◆ DESCRIPTION OF THE TASK
Take the entries that follow and return exactly the lines from the one holding "Target: nuthatch" through the one holding "Can you find the bird's foot?", both included. Nothing else is needed.
§ §
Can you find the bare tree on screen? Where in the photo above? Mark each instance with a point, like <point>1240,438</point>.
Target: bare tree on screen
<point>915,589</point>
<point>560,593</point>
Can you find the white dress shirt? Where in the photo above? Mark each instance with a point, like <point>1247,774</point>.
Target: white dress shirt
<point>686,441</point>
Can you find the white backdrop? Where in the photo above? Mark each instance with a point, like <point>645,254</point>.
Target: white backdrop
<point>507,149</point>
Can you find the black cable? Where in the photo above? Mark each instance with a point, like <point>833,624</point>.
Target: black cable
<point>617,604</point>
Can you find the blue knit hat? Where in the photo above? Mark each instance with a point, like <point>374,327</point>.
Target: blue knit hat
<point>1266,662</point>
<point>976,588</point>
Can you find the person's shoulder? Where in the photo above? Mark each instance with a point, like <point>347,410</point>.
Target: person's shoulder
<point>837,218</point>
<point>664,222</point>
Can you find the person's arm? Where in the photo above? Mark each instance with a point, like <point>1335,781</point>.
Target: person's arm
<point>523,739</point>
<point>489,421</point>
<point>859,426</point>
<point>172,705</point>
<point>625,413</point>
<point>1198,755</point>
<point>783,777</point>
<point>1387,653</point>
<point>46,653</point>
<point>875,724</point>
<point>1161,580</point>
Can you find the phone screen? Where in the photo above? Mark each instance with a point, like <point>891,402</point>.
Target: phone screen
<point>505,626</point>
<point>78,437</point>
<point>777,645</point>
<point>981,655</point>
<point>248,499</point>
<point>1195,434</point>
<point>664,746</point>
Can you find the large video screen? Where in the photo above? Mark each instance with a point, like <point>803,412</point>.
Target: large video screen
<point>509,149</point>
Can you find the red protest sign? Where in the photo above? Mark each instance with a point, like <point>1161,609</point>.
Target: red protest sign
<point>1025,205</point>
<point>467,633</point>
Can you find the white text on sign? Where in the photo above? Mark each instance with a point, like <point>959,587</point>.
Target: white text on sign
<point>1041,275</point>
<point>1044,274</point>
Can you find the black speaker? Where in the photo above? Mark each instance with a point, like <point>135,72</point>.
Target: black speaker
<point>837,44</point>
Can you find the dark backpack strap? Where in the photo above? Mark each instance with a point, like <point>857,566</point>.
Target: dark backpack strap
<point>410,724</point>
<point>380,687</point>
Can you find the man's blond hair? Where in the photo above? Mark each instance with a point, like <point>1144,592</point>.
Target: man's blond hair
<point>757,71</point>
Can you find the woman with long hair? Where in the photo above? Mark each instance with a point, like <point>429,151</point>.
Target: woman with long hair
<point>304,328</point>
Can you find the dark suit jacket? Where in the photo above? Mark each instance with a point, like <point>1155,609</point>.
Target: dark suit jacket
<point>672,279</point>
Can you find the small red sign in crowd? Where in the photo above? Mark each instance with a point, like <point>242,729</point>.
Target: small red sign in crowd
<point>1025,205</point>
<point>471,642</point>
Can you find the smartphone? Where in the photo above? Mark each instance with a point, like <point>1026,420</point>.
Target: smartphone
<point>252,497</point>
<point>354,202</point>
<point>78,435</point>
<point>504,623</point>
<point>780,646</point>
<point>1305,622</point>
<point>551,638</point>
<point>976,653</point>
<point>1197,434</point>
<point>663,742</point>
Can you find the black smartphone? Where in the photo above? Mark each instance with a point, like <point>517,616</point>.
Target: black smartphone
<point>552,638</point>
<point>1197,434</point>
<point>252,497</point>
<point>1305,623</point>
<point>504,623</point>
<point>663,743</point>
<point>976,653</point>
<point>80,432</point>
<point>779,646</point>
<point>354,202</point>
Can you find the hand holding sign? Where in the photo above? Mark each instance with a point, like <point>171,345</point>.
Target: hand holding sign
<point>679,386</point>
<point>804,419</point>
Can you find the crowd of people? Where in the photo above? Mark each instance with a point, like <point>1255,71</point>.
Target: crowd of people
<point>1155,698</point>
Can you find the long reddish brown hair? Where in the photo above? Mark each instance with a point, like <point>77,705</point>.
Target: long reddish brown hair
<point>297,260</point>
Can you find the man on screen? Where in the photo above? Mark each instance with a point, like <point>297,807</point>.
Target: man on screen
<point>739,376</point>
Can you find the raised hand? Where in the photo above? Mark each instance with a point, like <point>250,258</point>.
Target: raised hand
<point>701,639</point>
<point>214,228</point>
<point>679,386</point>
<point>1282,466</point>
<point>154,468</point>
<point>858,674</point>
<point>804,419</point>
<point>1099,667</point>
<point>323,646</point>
§ §
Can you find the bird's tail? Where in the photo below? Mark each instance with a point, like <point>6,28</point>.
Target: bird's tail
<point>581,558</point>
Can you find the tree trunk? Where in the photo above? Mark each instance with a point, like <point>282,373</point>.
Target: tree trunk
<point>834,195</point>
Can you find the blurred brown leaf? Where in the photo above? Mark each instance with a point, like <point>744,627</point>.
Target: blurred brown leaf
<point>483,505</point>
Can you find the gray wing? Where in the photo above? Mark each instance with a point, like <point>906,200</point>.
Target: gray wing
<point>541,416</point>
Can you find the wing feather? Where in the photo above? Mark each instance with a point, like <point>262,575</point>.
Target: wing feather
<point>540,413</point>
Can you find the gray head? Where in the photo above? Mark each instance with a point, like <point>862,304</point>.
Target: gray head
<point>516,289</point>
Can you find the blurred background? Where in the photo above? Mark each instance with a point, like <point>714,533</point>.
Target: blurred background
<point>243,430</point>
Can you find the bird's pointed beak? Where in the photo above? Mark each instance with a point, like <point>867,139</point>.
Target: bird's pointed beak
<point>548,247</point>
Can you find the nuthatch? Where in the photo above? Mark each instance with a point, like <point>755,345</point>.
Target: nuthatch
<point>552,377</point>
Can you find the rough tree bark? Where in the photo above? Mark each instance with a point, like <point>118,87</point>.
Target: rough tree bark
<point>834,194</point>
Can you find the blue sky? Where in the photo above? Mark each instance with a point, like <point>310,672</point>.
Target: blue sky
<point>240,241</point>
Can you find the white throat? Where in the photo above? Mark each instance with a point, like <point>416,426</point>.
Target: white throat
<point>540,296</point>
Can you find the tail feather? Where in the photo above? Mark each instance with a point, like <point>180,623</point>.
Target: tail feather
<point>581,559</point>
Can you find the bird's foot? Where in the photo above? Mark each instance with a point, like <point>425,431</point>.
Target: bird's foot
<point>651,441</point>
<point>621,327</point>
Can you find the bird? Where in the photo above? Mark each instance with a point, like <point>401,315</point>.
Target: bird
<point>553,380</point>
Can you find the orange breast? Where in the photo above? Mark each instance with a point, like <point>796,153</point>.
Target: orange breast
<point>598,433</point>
§ §
◆ EXPECTED ANSWER
Target: nuthatch
<point>552,377</point>
Can you find the rough tree bark? Where in the photo above? Mark each instance with a point, like <point>118,87</point>.
Target: rough tree bark
<point>834,194</point>
Can you find the blue sky? Where in the photo above? Mark each instance with a point, like <point>310,672</point>.
Target: blue sky
<point>240,241</point>
Can you find the white throat? Where in the photo above? Mark each instance with a point, like <point>416,426</point>.
Target: white throat
<point>540,296</point>
Can you find the tail feather? Where in the photo above? Mark each instance with a point, like <point>180,623</point>.
Target: tail feather
<point>581,559</point>
Can you find the bird's foot? Where in the photo above? Mark each instance with a point, like <point>425,431</point>.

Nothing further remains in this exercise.